━━━━━ Data shown ━━━━━
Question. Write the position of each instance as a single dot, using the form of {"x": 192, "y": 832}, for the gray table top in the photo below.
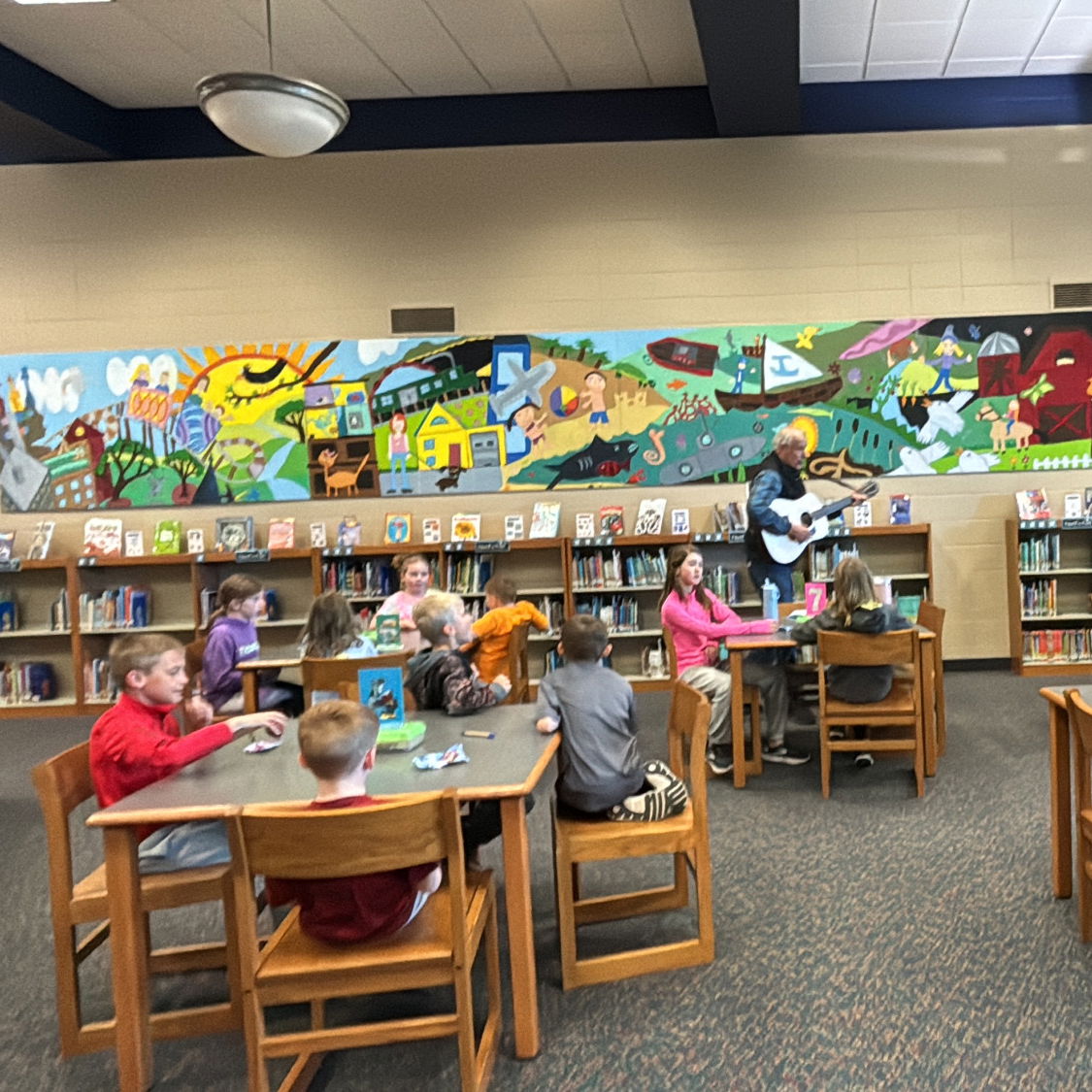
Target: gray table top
{"x": 509, "y": 765}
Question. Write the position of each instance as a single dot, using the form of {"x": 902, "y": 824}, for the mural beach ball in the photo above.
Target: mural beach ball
{"x": 564, "y": 401}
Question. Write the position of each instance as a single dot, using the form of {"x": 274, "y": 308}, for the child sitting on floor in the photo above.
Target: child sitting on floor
{"x": 494, "y": 629}
{"x": 338, "y": 745}
{"x": 233, "y": 639}
{"x": 599, "y": 768}
{"x": 139, "y": 742}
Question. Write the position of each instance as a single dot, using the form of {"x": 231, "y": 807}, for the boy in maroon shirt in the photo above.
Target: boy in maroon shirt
{"x": 139, "y": 742}
{"x": 338, "y": 745}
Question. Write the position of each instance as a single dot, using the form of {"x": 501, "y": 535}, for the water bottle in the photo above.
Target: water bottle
{"x": 770, "y": 597}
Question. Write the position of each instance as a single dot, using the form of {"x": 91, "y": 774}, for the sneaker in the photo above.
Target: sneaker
{"x": 785, "y": 756}
{"x": 719, "y": 760}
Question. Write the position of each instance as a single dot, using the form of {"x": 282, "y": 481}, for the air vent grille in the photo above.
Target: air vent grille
{"x": 422, "y": 320}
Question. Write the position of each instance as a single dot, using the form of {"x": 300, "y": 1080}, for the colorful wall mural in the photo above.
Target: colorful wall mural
{"x": 294, "y": 420}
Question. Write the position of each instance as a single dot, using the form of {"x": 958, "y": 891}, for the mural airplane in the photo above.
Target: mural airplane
{"x": 290, "y": 420}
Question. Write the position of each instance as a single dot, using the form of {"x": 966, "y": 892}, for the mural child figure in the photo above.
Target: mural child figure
{"x": 399, "y": 451}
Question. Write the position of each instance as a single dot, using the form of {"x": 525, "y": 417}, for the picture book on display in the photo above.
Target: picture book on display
{"x": 612, "y": 520}
{"x": 167, "y": 538}
{"x": 545, "y": 518}
{"x": 281, "y": 533}
{"x": 465, "y": 526}
{"x": 396, "y": 527}
{"x": 381, "y": 691}
{"x": 649, "y": 516}
{"x": 102, "y": 538}
{"x": 41, "y": 540}
{"x": 1032, "y": 505}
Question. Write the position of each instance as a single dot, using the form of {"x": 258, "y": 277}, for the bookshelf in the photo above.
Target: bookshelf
{"x": 1049, "y": 578}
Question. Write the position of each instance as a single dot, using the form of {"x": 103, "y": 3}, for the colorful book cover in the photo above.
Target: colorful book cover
{"x": 102, "y": 538}
{"x": 396, "y": 527}
{"x": 545, "y": 518}
{"x": 281, "y": 533}
{"x": 167, "y": 538}
{"x": 612, "y": 520}
{"x": 465, "y": 526}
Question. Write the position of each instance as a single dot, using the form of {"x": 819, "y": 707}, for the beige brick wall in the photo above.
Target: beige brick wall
{"x": 570, "y": 238}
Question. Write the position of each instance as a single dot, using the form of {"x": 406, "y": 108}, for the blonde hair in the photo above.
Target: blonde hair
{"x": 334, "y": 736}
{"x": 434, "y": 612}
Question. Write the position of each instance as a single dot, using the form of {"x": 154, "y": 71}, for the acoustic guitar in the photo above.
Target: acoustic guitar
{"x": 811, "y": 513}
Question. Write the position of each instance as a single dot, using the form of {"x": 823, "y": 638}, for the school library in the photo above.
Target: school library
{"x": 201, "y": 379}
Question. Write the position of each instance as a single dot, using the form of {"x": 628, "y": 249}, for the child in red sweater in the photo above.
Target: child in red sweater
{"x": 139, "y": 742}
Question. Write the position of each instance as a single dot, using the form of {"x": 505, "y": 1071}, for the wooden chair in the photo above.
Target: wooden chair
{"x": 1080, "y": 723}
{"x": 578, "y": 841}
{"x": 320, "y": 674}
{"x": 62, "y": 784}
{"x": 933, "y": 617}
{"x": 438, "y": 948}
{"x": 517, "y": 671}
{"x": 752, "y": 699}
{"x": 902, "y": 708}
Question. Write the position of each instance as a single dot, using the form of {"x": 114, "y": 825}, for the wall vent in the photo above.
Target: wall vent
{"x": 1073, "y": 296}
{"x": 422, "y": 320}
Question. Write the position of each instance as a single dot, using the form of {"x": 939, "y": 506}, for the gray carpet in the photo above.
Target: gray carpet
{"x": 871, "y": 942}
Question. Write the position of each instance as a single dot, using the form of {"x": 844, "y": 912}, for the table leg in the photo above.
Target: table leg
{"x": 1062, "y": 846}
{"x": 129, "y": 960}
{"x": 521, "y": 936}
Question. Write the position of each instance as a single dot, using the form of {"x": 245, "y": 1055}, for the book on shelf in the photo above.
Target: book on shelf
{"x": 167, "y": 538}
{"x": 102, "y": 536}
{"x": 612, "y": 520}
{"x": 465, "y": 526}
{"x": 545, "y": 518}
{"x": 649, "y": 516}
{"x": 1032, "y": 505}
{"x": 41, "y": 540}
{"x": 900, "y": 508}
{"x": 396, "y": 527}
{"x": 281, "y": 533}
{"x": 235, "y": 533}
{"x": 349, "y": 531}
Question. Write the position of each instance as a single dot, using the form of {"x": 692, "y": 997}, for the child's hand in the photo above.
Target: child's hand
{"x": 273, "y": 722}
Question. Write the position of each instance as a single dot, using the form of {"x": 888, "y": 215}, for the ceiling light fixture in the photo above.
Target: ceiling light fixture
{"x": 272, "y": 115}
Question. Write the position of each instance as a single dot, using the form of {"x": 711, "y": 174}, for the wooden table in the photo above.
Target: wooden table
{"x": 506, "y": 768}
{"x": 739, "y": 646}
{"x": 1062, "y": 811}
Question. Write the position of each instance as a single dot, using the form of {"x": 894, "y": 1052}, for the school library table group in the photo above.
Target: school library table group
{"x": 506, "y": 767}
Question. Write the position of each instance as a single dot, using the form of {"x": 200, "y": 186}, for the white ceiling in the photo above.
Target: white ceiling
{"x": 151, "y": 52}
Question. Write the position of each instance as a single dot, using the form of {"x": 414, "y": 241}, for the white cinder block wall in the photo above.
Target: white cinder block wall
{"x": 569, "y": 237}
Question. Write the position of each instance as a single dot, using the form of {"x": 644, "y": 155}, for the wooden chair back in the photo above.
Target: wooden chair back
{"x": 63, "y": 783}
{"x": 517, "y": 671}
{"x": 579, "y": 841}
{"x": 323, "y": 674}
{"x": 903, "y": 707}
{"x": 438, "y": 948}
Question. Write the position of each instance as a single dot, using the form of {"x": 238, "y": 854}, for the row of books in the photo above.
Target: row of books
{"x": 124, "y": 608}
{"x": 1041, "y": 552}
{"x": 618, "y": 612}
{"x": 612, "y": 569}
{"x": 27, "y": 680}
{"x": 377, "y": 579}
{"x": 1068, "y": 645}
{"x": 1040, "y": 599}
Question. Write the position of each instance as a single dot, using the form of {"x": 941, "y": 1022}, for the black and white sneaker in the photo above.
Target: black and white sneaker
{"x": 784, "y": 756}
{"x": 719, "y": 760}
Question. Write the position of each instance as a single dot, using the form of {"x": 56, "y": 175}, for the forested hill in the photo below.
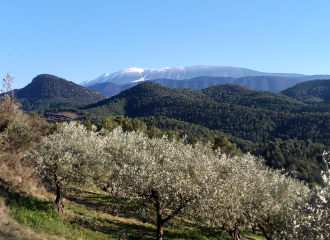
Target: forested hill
{"x": 48, "y": 91}
{"x": 316, "y": 91}
{"x": 265, "y": 117}
{"x": 263, "y": 83}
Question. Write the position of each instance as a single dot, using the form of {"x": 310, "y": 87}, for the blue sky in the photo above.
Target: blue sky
{"x": 81, "y": 39}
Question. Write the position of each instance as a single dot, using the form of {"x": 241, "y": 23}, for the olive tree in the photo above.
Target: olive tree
{"x": 313, "y": 219}
{"x": 177, "y": 178}
{"x": 173, "y": 176}
{"x": 251, "y": 195}
{"x": 73, "y": 154}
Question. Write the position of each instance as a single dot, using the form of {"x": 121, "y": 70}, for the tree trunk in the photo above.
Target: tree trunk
{"x": 235, "y": 234}
{"x": 264, "y": 232}
{"x": 59, "y": 206}
{"x": 160, "y": 223}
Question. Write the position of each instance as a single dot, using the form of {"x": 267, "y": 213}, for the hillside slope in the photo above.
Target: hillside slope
{"x": 48, "y": 91}
{"x": 259, "y": 117}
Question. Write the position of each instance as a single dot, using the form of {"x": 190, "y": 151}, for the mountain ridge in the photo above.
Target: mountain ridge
{"x": 186, "y": 72}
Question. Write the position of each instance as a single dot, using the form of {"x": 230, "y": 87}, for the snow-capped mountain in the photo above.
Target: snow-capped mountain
{"x": 134, "y": 74}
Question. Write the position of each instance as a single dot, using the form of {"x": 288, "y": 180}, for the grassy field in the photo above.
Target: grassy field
{"x": 26, "y": 213}
{"x": 91, "y": 215}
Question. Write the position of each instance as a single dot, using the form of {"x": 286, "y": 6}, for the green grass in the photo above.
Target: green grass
{"x": 88, "y": 217}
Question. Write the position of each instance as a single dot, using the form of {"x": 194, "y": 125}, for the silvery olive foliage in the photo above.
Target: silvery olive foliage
{"x": 73, "y": 154}
{"x": 177, "y": 178}
{"x": 313, "y": 219}
{"x": 224, "y": 191}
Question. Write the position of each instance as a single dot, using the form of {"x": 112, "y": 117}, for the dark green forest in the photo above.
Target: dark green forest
{"x": 48, "y": 91}
{"x": 287, "y": 131}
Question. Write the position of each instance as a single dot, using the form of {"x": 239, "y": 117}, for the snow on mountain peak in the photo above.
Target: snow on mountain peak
{"x": 133, "y": 69}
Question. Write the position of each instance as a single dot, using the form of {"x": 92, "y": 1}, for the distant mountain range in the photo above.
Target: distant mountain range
{"x": 48, "y": 91}
{"x": 316, "y": 91}
{"x": 263, "y": 83}
{"x": 196, "y": 77}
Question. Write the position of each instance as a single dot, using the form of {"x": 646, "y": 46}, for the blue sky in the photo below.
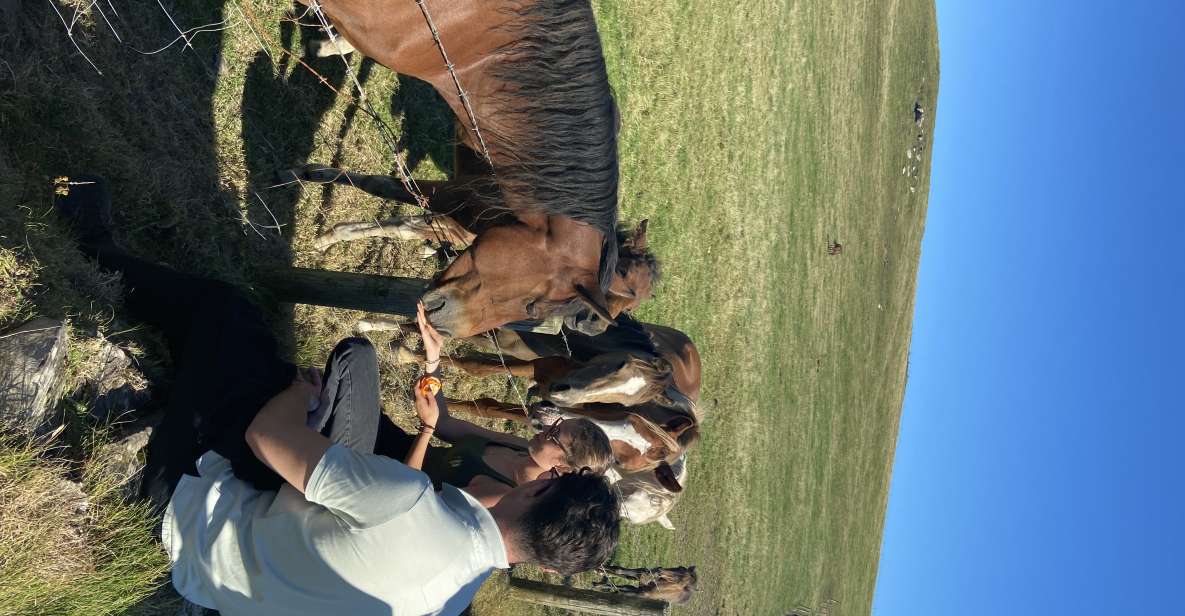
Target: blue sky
{"x": 1039, "y": 466}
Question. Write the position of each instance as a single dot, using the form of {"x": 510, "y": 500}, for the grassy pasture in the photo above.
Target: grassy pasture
{"x": 753, "y": 134}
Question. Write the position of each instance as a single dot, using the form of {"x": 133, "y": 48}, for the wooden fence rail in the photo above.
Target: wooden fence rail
{"x": 585, "y": 601}
{"x": 344, "y": 289}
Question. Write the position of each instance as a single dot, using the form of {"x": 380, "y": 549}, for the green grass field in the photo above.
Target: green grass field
{"x": 753, "y": 134}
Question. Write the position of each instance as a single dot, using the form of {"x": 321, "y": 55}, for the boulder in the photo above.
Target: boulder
{"x": 31, "y": 376}
{"x": 114, "y": 386}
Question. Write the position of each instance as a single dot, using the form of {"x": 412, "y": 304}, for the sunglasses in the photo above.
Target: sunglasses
{"x": 552, "y": 434}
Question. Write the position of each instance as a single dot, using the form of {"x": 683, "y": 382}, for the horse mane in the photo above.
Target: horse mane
{"x": 556, "y": 143}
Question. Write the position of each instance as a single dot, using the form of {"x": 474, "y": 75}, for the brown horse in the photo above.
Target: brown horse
{"x": 545, "y": 219}
{"x": 674, "y": 585}
{"x": 625, "y": 365}
{"x": 646, "y": 498}
{"x": 595, "y": 369}
{"x": 633, "y": 278}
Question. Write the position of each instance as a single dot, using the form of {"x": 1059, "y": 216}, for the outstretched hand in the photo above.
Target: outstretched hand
{"x": 433, "y": 339}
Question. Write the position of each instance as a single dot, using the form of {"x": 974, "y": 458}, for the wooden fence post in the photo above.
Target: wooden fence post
{"x": 344, "y": 289}
{"x": 585, "y": 601}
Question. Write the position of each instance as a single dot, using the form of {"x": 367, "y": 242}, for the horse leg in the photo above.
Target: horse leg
{"x": 510, "y": 344}
{"x": 325, "y": 49}
{"x": 488, "y": 408}
{"x": 491, "y": 366}
{"x": 622, "y": 572}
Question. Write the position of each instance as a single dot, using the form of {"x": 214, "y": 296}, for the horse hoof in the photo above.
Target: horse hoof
{"x": 427, "y": 252}
{"x": 405, "y": 355}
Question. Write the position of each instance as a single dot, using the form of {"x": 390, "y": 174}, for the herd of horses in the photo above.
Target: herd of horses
{"x": 532, "y": 207}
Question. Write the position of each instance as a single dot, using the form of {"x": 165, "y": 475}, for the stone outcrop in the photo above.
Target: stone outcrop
{"x": 31, "y": 379}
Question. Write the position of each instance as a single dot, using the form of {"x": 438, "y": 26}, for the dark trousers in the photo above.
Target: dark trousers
{"x": 226, "y": 367}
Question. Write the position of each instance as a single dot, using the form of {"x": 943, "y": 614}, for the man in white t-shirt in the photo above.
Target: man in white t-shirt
{"x": 288, "y": 512}
{"x": 359, "y": 533}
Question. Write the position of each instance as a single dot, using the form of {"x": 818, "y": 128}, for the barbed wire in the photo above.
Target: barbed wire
{"x": 360, "y": 101}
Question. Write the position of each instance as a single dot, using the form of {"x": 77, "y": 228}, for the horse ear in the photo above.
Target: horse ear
{"x": 640, "y": 235}
{"x": 595, "y": 300}
{"x": 665, "y": 476}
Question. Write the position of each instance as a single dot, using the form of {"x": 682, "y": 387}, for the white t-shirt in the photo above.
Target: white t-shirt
{"x": 370, "y": 536}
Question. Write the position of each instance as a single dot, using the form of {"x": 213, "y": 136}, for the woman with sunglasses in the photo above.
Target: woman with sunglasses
{"x": 487, "y": 463}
━━━━━
| Directions |
Taking the lines above, repeat exactly those from the line that contains "Target: mural beach ball" through the line that contains "floor in the photo above.", and both of those lines as well. Include nothing else.

| Answer |
Target: mural beach ball
{"x": 564, "y": 401}
Question. Write the position of each instance as a single dot, using the form of {"x": 274, "y": 308}, for the child sitting on floor in the photo above.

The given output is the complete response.